(Point-per-instance localization data)
►

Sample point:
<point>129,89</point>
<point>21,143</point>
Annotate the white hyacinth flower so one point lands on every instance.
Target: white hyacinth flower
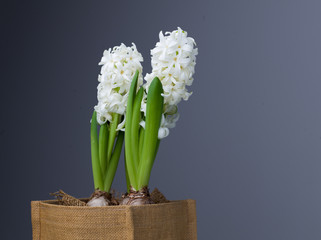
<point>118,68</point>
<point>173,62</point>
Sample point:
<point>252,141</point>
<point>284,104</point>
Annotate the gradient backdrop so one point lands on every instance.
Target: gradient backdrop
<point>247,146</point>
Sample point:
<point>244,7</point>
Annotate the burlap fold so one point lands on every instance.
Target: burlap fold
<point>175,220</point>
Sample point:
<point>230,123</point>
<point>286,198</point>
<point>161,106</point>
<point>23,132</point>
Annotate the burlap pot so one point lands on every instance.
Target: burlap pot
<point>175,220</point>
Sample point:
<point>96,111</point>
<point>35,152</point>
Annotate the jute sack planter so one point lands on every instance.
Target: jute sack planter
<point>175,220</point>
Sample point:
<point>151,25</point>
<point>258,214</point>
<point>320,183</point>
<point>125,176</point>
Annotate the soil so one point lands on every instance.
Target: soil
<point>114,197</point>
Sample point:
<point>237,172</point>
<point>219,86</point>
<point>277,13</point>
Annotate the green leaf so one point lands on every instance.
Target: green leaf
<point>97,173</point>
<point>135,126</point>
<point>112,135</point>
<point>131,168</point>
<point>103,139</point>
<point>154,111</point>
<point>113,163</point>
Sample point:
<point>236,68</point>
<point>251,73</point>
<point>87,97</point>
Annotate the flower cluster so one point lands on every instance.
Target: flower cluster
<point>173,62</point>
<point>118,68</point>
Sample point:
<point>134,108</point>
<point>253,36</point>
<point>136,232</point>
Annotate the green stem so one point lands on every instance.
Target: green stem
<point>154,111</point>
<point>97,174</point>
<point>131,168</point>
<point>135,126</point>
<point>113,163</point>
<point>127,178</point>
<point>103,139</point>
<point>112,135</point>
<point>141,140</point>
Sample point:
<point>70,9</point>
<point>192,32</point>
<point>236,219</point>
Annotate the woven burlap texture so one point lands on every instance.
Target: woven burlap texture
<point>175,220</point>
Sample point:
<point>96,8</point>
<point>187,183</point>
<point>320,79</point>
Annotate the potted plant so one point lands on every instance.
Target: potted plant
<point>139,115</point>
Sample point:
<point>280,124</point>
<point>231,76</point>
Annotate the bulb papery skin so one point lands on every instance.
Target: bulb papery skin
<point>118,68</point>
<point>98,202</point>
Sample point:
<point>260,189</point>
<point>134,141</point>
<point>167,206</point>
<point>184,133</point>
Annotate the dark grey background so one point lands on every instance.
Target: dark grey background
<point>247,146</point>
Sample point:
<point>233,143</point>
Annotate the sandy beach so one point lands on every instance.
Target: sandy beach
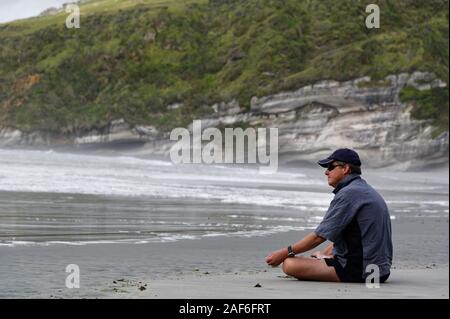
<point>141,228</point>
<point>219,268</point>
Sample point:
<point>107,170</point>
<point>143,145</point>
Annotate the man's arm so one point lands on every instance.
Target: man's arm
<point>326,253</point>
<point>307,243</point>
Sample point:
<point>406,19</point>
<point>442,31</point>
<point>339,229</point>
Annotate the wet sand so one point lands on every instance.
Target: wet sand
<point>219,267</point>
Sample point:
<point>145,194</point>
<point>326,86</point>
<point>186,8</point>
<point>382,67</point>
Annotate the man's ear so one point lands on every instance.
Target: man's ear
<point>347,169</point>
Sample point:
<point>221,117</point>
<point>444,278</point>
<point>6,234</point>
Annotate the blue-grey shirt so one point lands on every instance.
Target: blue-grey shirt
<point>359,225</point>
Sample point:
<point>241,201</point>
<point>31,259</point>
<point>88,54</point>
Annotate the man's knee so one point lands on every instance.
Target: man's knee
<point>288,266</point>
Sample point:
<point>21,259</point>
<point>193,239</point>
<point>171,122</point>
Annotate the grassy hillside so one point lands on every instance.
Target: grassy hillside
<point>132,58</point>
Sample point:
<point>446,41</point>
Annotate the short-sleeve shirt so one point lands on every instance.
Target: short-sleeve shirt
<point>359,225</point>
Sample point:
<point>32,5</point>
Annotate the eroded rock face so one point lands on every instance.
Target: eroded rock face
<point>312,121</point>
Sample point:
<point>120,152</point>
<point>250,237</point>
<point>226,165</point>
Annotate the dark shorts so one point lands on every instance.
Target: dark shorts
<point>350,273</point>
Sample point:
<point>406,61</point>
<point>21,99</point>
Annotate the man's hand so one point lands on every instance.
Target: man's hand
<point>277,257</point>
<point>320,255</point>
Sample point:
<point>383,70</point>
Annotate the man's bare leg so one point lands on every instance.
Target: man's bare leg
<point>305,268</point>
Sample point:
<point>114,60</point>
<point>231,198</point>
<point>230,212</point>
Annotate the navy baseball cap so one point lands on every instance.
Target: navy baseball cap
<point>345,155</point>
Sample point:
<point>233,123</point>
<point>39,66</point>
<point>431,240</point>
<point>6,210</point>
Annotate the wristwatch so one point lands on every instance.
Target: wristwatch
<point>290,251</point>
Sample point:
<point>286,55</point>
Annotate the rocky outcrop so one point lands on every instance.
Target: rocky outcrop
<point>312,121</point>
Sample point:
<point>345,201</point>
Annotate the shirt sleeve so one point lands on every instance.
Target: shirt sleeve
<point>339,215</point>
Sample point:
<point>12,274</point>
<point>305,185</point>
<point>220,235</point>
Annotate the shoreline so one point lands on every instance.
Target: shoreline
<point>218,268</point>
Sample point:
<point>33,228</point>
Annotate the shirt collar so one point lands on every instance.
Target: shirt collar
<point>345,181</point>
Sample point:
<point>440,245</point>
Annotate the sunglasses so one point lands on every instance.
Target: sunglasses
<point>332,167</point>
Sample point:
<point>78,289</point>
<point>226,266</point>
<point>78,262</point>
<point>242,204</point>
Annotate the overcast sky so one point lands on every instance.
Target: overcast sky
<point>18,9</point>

◄

_ASSIGNMENT_: In the records above, find the line containing "Annotate the white" and the line containing "<point>277,13</point>", then give both of them again word for word along with every line between. Omit any pictures.

_RESULT BELOW_:
Annotate the white hyacinth flower so one point lands on every instance.
Target: white hyacinth flower
<point>118,68</point>
<point>173,62</point>
Sample point:
<point>252,141</point>
<point>284,104</point>
Annotate the gradient backdrop so one point lands on every instance.
Target: gradient backdrop
<point>247,146</point>
Sample point:
<point>244,7</point>
Annotate the burlap fold so one point lands on every instance.
Target: burlap fold
<point>175,220</point>
Sample point:
<point>230,123</point>
<point>286,198</point>
<point>161,106</point>
<point>23,132</point>
Annotate the burlap pot so one point lands on every instance.
Target: burlap pot
<point>175,220</point>
Sample point:
<point>96,111</point>
<point>35,152</point>
Annotate the jute sack planter so one point lands on every instance.
Target: jute sack planter
<point>175,220</point>
Sample point:
<point>151,25</point>
<point>258,214</point>
<point>320,183</point>
<point>125,176</point>
Annotate the soil so one point lands on every instance.
Target: soil
<point>114,197</point>
Sample point:
<point>237,172</point>
<point>219,86</point>
<point>277,13</point>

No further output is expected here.